→ Task brief
An exact reproduction of every record is required.

→ Given entries
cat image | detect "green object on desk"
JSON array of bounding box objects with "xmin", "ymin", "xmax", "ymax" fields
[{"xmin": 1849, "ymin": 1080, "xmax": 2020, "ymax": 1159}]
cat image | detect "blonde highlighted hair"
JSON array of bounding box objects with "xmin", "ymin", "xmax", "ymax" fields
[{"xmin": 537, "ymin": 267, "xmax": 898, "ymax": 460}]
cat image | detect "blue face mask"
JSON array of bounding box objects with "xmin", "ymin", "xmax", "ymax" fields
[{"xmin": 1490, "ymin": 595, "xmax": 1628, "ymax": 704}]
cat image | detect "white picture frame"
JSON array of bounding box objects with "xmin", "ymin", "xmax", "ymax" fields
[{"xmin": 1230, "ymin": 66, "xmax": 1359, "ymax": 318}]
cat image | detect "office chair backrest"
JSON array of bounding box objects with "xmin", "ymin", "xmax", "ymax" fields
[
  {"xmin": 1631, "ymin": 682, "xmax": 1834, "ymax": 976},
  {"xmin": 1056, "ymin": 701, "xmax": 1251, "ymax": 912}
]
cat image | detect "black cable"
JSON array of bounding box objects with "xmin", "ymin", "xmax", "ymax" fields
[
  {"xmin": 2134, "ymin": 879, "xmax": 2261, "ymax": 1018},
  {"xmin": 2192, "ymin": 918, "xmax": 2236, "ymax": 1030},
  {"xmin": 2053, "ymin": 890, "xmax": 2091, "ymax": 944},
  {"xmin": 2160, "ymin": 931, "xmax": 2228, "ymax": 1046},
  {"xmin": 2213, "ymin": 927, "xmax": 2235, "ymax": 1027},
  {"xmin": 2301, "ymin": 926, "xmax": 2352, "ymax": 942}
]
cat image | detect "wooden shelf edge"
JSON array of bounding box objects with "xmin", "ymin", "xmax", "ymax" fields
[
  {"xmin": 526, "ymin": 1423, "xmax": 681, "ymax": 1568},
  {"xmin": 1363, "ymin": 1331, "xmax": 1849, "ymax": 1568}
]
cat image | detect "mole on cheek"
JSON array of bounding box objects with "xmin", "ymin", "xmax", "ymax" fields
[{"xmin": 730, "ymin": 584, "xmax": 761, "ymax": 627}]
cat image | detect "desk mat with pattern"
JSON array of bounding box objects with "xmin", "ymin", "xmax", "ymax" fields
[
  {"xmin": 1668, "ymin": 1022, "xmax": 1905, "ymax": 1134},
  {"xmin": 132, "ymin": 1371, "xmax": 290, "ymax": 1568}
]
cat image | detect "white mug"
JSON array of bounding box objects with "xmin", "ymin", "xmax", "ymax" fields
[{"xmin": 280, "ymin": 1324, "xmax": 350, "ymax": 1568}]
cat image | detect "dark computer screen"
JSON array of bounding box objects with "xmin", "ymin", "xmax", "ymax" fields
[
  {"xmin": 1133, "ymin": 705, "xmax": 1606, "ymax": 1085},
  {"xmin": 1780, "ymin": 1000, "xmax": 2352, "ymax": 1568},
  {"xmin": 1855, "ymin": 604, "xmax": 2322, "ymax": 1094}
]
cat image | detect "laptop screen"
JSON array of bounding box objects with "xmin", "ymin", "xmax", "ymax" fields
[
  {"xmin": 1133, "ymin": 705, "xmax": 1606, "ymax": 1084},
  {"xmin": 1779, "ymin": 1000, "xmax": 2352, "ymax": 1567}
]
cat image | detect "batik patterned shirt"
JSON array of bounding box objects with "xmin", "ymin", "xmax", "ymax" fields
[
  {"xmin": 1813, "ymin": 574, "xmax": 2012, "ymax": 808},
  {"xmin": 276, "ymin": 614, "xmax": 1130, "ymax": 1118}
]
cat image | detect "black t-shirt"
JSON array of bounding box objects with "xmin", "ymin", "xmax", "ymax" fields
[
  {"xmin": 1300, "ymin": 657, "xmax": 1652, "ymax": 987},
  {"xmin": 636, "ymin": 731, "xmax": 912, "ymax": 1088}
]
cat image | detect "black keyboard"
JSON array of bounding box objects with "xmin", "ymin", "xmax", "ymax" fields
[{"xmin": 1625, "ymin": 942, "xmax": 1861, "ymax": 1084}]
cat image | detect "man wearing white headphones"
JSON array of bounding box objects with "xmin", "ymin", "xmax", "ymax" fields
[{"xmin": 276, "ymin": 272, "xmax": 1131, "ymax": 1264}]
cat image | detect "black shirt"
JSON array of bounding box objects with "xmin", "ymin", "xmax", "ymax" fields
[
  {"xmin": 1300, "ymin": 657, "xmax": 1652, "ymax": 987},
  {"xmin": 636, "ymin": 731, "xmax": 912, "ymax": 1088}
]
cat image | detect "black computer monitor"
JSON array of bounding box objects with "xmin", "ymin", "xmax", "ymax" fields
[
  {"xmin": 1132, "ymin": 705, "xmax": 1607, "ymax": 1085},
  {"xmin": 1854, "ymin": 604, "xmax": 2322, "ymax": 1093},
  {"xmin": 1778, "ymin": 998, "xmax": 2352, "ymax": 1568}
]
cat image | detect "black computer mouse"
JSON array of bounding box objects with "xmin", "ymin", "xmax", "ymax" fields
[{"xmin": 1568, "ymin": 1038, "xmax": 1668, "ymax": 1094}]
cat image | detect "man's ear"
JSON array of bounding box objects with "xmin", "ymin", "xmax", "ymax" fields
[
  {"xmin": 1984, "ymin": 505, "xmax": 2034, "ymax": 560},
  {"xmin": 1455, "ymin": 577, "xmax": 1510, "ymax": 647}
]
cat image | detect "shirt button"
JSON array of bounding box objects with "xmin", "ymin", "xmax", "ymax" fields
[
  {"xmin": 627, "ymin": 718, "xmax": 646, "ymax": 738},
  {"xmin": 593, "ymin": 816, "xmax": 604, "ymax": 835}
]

→ Task answer
cat image | detect "green object on desk"
JSON array of bounding box objects with "xmin", "ymin", "xmax", "ymax" fields
[{"xmin": 1849, "ymin": 1080, "xmax": 2020, "ymax": 1159}]
cat image | detect "blonde highlighted hair"
JSON array of bounding box objects with "xmin", "ymin", "xmax", "ymax" fields
[{"xmin": 537, "ymin": 267, "xmax": 898, "ymax": 460}]
cat image | detect "blue face mask"
JSON array of bounding box objects with "xmin", "ymin", "xmax", "ymax" fields
[{"xmin": 1490, "ymin": 595, "xmax": 1628, "ymax": 704}]
cat image | detect "white picture frame"
JSON array of bounding box objects with "xmin", "ymin", "xmax", "ymax" fields
[{"xmin": 1230, "ymin": 66, "xmax": 1359, "ymax": 318}]
cat image | detect "office chair backrest"
JSON array of bounding box objects with "xmin", "ymin", "xmax", "ymax" fields
[
  {"xmin": 1631, "ymin": 682, "xmax": 1834, "ymax": 976},
  {"xmin": 1056, "ymin": 701, "xmax": 1251, "ymax": 912}
]
cat image | detect "black cable"
JSON array of bounding box objects with "xmin", "ymin", "xmax", "ymax" fields
[
  {"xmin": 2134, "ymin": 879, "xmax": 2261, "ymax": 1018},
  {"xmin": 2192, "ymin": 918, "xmax": 2236, "ymax": 1030},
  {"xmin": 2053, "ymin": 890, "xmax": 2091, "ymax": 944},
  {"xmin": 2160, "ymin": 931, "xmax": 2228, "ymax": 1046},
  {"xmin": 2213, "ymin": 927, "xmax": 2235, "ymax": 1027},
  {"xmin": 2301, "ymin": 926, "xmax": 2352, "ymax": 942}
]
cat image | detect "wooden shelf edge"
JSON array of bounding box objects with "xmin", "ymin", "xmax", "ymax" fields
[
  {"xmin": 526, "ymin": 1423, "xmax": 681, "ymax": 1568},
  {"xmin": 1363, "ymin": 1331, "xmax": 1849, "ymax": 1568}
]
cat image | detect "mole on cheek"
JSON array of bounding box objects with "xmin", "ymin", "xmax", "ymax" fields
[{"xmin": 730, "ymin": 584, "xmax": 761, "ymax": 627}]
cat image | detect "desk mat with pattern"
JSON array of bounding box objects with "xmin", "ymin", "xmax", "ymax" fields
[
  {"xmin": 1668, "ymin": 1022, "xmax": 1905, "ymax": 1134},
  {"xmin": 132, "ymin": 1371, "xmax": 290, "ymax": 1568}
]
cat image | detect "white mug"
JSON array of bounding box objects with "xmin", "ymin", "xmax", "ymax" fields
[{"xmin": 280, "ymin": 1324, "xmax": 350, "ymax": 1568}]
cat image | detect "dark computer screen"
JSON array of bounding box objects with "xmin", "ymin", "xmax", "ymax" fields
[
  {"xmin": 1133, "ymin": 705, "xmax": 1606, "ymax": 1085},
  {"xmin": 1780, "ymin": 1000, "xmax": 2352, "ymax": 1568},
  {"xmin": 1855, "ymin": 604, "xmax": 2322, "ymax": 1094}
]
cat image | detect "laptop screen"
JSON array of bounding box objects with "xmin", "ymin", "xmax", "ymax" fields
[
  {"xmin": 1133, "ymin": 705, "xmax": 1606, "ymax": 1084},
  {"xmin": 1779, "ymin": 1000, "xmax": 2352, "ymax": 1567}
]
cat image | detect "batik patterned shirt"
JSON array of bounding box objects with "xmin", "ymin", "xmax", "ymax" fields
[
  {"xmin": 1813, "ymin": 574, "xmax": 2012, "ymax": 808},
  {"xmin": 276, "ymin": 614, "xmax": 1130, "ymax": 1118}
]
cat image | detect "black t-shirt"
JSON array of bounding box objects with "xmin", "ymin", "xmax", "ymax" fields
[
  {"xmin": 1300, "ymin": 657, "xmax": 1652, "ymax": 987},
  {"xmin": 636, "ymin": 731, "xmax": 912, "ymax": 1088}
]
cat image | detect "black keyboard"
JSON array of bounding box objects with "xmin", "ymin", "xmax", "ymax" fields
[{"xmin": 1625, "ymin": 942, "xmax": 1861, "ymax": 1084}]
cat image | detect "man wearing white headphones"
JSON array of bounding box objects with "xmin", "ymin", "xmax", "ymax" fields
[{"xmin": 276, "ymin": 272, "xmax": 1131, "ymax": 1264}]
cat image | detect "black shirt"
JSON array of bounding box objects with "xmin", "ymin", "xmax", "ymax" fields
[
  {"xmin": 1300, "ymin": 657, "xmax": 1652, "ymax": 987},
  {"xmin": 636, "ymin": 731, "xmax": 912, "ymax": 1088}
]
cat image | detect "black computer monitor"
JSON array of bounding box objects with "xmin", "ymin", "xmax", "ymax" fields
[
  {"xmin": 1132, "ymin": 705, "xmax": 1607, "ymax": 1085},
  {"xmin": 1854, "ymin": 604, "xmax": 2322, "ymax": 1093},
  {"xmin": 1778, "ymin": 998, "xmax": 2352, "ymax": 1568}
]
cat image | detect "black computer mouse"
JSON array of bounding box objects with "xmin", "ymin", "xmax", "ymax" fields
[{"xmin": 1568, "ymin": 1038, "xmax": 1668, "ymax": 1094}]
cat image | detect "man's ear"
JSON array of bounding box objects with "xmin", "ymin", "xmax", "ymax" fields
[
  {"xmin": 1984, "ymin": 505, "xmax": 2034, "ymax": 560},
  {"xmin": 1455, "ymin": 577, "xmax": 1510, "ymax": 647}
]
cat image | detect "shirt button"
JSON array of bounding box objects with "xmin", "ymin", "xmax", "ymax" fields
[
  {"xmin": 627, "ymin": 718, "xmax": 646, "ymax": 738},
  {"xmin": 593, "ymin": 816, "xmax": 604, "ymax": 835}
]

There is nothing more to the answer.